[LISTING start]

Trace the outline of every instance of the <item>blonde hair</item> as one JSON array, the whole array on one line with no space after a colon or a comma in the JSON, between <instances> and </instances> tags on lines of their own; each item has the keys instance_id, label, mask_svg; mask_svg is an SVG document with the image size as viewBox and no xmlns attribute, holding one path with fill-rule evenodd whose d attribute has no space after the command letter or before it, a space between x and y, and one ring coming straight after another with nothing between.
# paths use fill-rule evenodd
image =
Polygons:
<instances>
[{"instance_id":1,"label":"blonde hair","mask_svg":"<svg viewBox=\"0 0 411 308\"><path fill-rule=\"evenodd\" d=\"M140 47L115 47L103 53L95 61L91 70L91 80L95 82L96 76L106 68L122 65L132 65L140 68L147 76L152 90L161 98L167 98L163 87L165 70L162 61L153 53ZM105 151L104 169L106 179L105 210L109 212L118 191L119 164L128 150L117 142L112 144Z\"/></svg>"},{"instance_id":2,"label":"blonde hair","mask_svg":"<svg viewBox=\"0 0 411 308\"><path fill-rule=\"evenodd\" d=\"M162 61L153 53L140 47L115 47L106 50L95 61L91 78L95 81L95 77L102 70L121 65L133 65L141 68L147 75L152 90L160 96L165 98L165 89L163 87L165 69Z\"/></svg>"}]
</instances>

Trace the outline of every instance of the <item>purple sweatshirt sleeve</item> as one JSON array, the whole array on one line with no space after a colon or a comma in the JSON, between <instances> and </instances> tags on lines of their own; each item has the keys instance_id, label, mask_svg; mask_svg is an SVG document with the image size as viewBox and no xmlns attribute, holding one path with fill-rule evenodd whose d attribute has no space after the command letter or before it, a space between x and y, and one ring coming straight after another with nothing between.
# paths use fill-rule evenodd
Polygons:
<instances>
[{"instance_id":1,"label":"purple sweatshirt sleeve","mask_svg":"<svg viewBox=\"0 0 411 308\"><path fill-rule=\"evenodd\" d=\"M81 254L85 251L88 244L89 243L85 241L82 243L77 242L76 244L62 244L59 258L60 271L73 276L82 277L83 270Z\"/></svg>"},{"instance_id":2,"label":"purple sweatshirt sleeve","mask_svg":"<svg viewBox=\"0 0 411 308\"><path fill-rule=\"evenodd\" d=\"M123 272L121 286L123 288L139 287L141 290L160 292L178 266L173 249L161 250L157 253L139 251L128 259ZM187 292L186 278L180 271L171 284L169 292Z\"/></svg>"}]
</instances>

[LISTING end]

JOB.
Reproduce word for word the lines of the data from the line that holds "Trace the outline of every instance of the <item>purple" through the end of the data, both ends included.

WRITTEN RESPONSE.
Trace the outline of every instance of the <item>purple sweatshirt sleeve</item> as one JSON array, the whole array on one line with no space after a colon or a comma in the JSON, between <instances> and </instances> tags on lines of their own; each item has the keys instance_id, label, mask_svg; mask_svg is an SVG document with the image size as viewBox and no xmlns attribute, holding one path with fill-rule evenodd whose d attribute has no space after the command letter or before it, a space between x and y, and one ring coming straight after another with nothing between.
# paths use fill-rule evenodd
Polygons:
<instances>
[{"instance_id":1,"label":"purple sweatshirt sleeve","mask_svg":"<svg viewBox=\"0 0 411 308\"><path fill-rule=\"evenodd\" d=\"M81 254L85 251L88 244L89 243L85 241L82 243L77 242L76 244L62 244L59 258L60 271L73 276L82 277L83 270Z\"/></svg>"},{"instance_id":2,"label":"purple sweatshirt sleeve","mask_svg":"<svg viewBox=\"0 0 411 308\"><path fill-rule=\"evenodd\" d=\"M123 272L121 286L123 288L139 287L141 290L160 292L178 266L173 249L161 250L157 253L139 251L128 259ZM187 292L186 278L180 271L171 284L169 292Z\"/></svg>"}]
</instances>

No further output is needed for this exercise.